Les non-dits de l’ouverture des frontières américaines et de l’affluence des migrants

Les flux migratoires vers les Etats-Unis en provenance des pays en développement notamment de l’Amérique Latine, de l’Asie et de l’Afrique amènent à s’interroger sur les non-dits ou les dessous de cette ouverture aux immigrés de la société et des autorités américaines. Nos enquêtes auprès des anciens immigrés ont abouti à certaine conclusion. Le vieillissement de la population américaine sous l’effet de l’application de la politique de Robert Karl Malthus, père de la théorie de limitation des naissances et de la régulation démographique. Ce qui a conduit la société occidentale notamment américaine à faire appel à la main d’œuvre active étrangère. Selon un enquêté, il ne fait l’ombre d’aucun doute qu’en prenant aujourd’hui le secteur de l’armée, l’Etat américain, engagé dans plusieurs fronts, est confronté à une pénurie en matière de recrutement de soldats. Selon cet interlocuteur, les Américains de souche rechigneraient de plus en plus à s’engager dans les forces armées et aller opérer dans certains fronts qu’ils jugeraient inopportuns et insensés.

ENREGISTREMENTS DE DONNÉES |
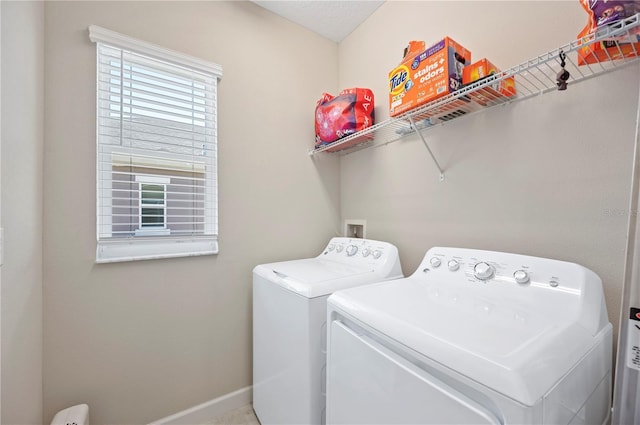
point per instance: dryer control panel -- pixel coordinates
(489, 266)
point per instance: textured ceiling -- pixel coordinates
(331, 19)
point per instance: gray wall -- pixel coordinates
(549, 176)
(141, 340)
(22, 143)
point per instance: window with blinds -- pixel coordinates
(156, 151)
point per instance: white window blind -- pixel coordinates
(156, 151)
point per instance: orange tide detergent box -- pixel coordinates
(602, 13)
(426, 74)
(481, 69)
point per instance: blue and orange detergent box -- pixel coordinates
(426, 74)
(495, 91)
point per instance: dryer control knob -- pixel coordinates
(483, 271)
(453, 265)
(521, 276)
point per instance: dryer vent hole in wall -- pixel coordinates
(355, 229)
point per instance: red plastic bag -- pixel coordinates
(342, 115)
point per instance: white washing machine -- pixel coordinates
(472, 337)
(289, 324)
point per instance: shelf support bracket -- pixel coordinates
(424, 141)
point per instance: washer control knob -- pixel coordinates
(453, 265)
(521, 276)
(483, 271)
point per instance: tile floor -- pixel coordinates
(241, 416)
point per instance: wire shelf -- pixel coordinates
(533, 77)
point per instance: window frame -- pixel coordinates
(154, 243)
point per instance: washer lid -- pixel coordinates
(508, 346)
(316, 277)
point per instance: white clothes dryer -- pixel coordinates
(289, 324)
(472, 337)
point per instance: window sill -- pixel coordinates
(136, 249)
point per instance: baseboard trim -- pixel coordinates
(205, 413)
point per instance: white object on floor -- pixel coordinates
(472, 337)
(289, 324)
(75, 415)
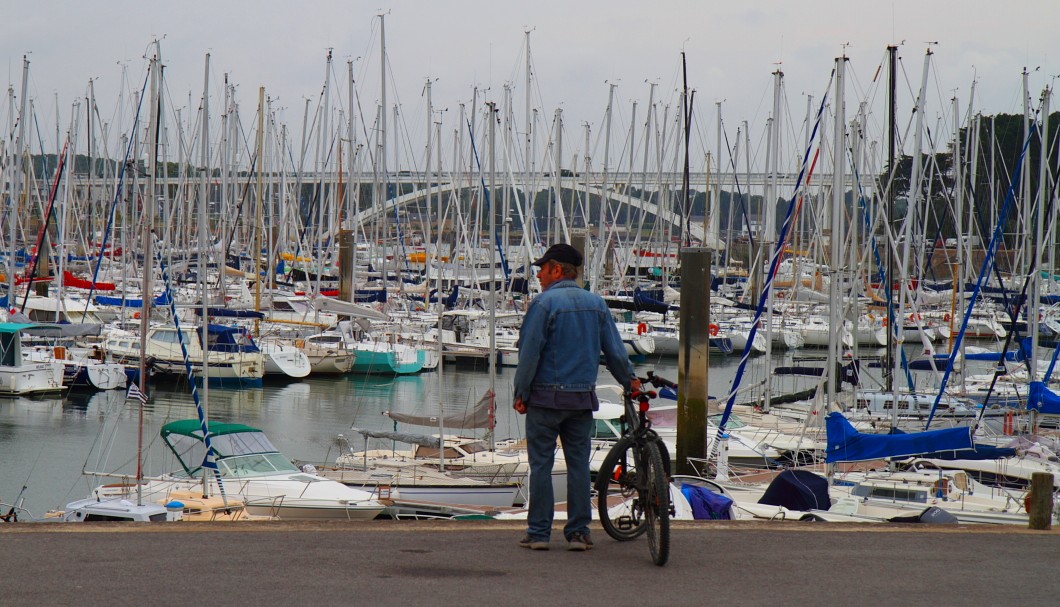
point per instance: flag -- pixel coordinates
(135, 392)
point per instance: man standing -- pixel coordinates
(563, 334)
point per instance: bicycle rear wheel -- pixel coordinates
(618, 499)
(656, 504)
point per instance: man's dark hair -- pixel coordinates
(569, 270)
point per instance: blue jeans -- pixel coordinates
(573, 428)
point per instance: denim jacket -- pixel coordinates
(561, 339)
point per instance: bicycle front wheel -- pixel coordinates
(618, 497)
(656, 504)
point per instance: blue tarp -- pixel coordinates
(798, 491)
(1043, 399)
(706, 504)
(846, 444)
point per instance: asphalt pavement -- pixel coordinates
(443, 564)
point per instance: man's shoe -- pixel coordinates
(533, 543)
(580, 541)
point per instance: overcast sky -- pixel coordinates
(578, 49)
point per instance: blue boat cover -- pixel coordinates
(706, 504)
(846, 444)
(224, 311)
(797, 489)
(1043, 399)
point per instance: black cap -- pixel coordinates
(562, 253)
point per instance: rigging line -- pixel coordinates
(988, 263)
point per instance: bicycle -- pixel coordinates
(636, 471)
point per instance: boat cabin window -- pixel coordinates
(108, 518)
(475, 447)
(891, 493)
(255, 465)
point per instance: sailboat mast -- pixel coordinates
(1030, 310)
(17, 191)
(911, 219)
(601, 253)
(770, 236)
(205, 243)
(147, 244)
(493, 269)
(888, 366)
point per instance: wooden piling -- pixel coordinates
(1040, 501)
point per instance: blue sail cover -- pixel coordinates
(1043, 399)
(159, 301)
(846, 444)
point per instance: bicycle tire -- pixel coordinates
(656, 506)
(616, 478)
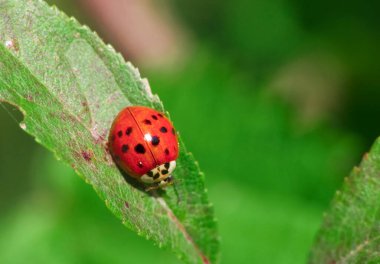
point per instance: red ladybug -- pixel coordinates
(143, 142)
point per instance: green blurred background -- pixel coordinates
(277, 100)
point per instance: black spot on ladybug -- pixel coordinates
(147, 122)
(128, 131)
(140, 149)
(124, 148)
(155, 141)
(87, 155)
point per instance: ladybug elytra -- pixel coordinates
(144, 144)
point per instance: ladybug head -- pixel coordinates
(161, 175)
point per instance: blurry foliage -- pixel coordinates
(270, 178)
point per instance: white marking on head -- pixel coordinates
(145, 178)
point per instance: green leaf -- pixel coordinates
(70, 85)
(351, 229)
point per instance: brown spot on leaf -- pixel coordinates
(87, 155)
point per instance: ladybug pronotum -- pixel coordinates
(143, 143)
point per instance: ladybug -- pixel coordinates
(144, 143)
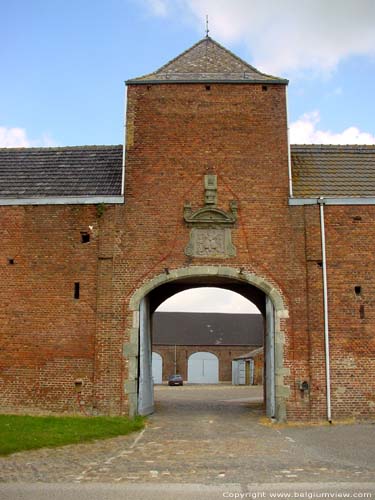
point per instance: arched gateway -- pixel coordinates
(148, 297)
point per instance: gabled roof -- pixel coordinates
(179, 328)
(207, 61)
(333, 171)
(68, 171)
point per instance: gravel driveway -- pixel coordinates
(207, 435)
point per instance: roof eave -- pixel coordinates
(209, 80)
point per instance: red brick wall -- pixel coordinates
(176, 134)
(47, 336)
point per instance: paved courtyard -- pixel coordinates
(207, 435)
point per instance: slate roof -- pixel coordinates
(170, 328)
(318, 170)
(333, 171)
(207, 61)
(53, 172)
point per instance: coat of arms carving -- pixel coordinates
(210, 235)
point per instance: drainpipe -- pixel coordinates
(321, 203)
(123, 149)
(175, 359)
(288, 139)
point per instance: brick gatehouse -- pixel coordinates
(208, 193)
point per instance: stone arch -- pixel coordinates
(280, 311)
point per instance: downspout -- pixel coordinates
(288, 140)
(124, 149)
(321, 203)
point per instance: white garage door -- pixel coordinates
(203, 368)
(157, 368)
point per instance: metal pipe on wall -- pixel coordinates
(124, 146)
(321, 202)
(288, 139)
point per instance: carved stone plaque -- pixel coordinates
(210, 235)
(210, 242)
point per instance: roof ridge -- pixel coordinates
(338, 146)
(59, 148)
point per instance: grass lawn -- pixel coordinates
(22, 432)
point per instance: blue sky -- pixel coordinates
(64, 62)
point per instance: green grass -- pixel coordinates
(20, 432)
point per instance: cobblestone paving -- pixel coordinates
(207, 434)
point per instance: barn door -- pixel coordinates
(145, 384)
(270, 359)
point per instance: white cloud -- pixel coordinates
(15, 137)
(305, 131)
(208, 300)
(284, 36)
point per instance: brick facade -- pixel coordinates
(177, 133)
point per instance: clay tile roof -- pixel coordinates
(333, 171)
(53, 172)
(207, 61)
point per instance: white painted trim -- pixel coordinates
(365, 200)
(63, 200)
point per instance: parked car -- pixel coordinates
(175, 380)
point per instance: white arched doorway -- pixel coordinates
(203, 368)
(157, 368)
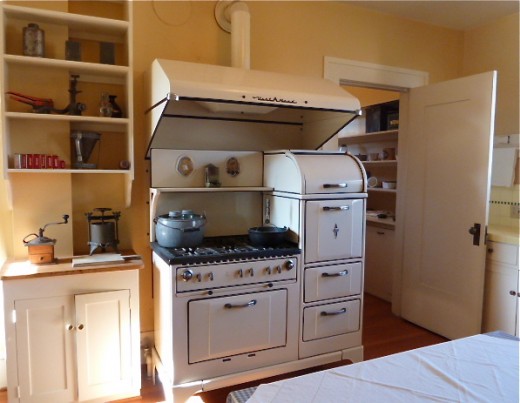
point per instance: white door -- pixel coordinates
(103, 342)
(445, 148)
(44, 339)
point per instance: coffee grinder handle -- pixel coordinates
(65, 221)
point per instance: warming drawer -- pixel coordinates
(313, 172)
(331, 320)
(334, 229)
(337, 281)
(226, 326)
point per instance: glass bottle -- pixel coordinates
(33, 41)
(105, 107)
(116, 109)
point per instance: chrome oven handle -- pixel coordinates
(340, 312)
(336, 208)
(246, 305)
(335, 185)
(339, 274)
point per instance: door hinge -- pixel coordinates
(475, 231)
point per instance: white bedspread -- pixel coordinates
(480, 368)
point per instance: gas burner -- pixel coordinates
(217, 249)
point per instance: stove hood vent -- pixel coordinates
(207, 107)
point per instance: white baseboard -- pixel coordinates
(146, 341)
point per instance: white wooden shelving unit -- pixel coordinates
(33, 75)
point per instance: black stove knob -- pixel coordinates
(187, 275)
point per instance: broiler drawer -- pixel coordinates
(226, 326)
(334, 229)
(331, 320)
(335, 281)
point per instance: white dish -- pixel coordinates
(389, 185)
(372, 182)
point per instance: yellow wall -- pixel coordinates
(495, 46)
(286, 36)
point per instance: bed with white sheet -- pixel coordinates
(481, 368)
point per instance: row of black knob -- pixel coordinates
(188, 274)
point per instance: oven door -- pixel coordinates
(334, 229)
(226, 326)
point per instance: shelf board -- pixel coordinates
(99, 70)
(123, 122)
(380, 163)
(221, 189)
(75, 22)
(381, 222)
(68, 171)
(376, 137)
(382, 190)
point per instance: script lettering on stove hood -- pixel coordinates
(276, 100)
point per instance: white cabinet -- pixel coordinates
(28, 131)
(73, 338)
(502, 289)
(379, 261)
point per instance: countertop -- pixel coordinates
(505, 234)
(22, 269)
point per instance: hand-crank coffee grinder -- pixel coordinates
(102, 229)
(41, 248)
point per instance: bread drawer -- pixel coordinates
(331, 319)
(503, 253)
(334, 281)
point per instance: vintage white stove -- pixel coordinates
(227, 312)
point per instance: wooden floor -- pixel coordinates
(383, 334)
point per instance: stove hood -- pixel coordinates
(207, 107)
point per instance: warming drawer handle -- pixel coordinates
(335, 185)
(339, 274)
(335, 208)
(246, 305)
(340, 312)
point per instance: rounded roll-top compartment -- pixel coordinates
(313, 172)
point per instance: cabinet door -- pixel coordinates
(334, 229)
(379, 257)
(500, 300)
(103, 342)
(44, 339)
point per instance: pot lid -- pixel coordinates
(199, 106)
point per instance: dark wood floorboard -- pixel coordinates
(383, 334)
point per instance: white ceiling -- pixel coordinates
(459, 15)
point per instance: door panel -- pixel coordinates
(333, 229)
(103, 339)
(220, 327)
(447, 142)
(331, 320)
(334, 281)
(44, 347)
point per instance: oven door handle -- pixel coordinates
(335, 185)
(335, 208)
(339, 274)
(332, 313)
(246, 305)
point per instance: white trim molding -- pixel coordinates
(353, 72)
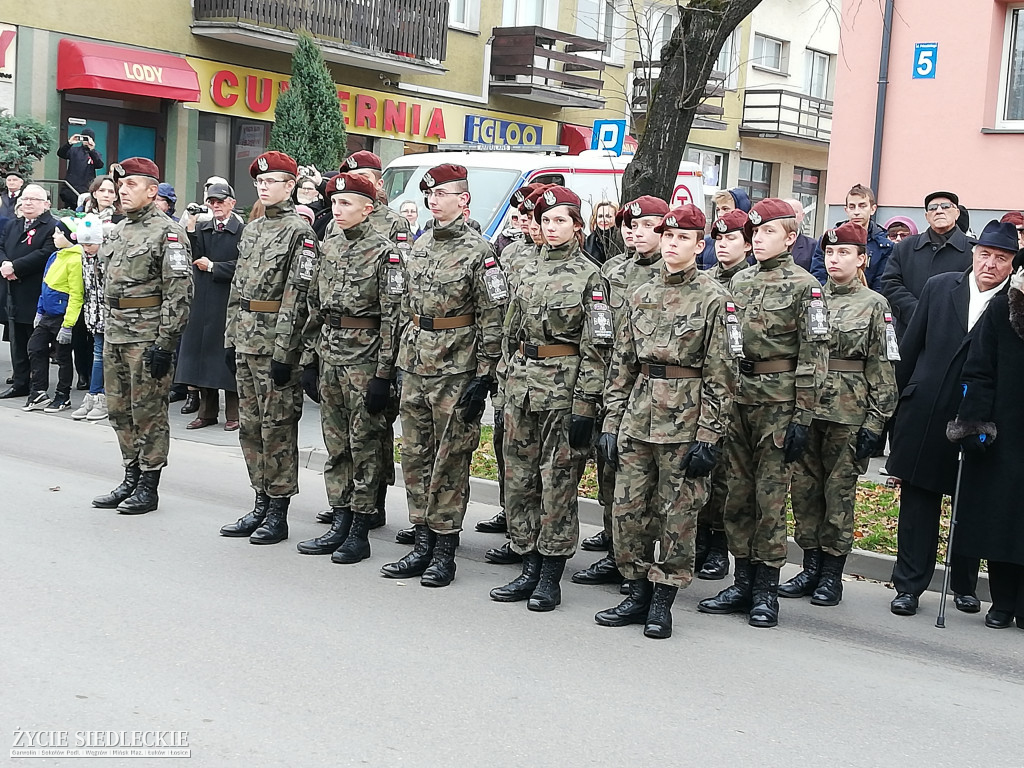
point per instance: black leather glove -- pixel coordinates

EXERCICE |
Répondez, s'il vous plaît, aux questions suivantes sur le texte consacré aux migrants vers les États-Unis.
1. De quelles régions proviennent notamment les flux migratoires vers les États-Unis ?
2. Quel secteur l'enquêté cite-t-il comme confronté à une pénurie de recrutement ?
3. Comment, selon cet interlocuteur, les Américains de souche jugeraient-ils certains fronts ?

CORRIGÉ CI-DESSOUS |
1. De l'Amérique latine, de l'Asie et de l'Afrique.
2. L'armée, qui manque de soldats.
3. Inopportuns et insensés.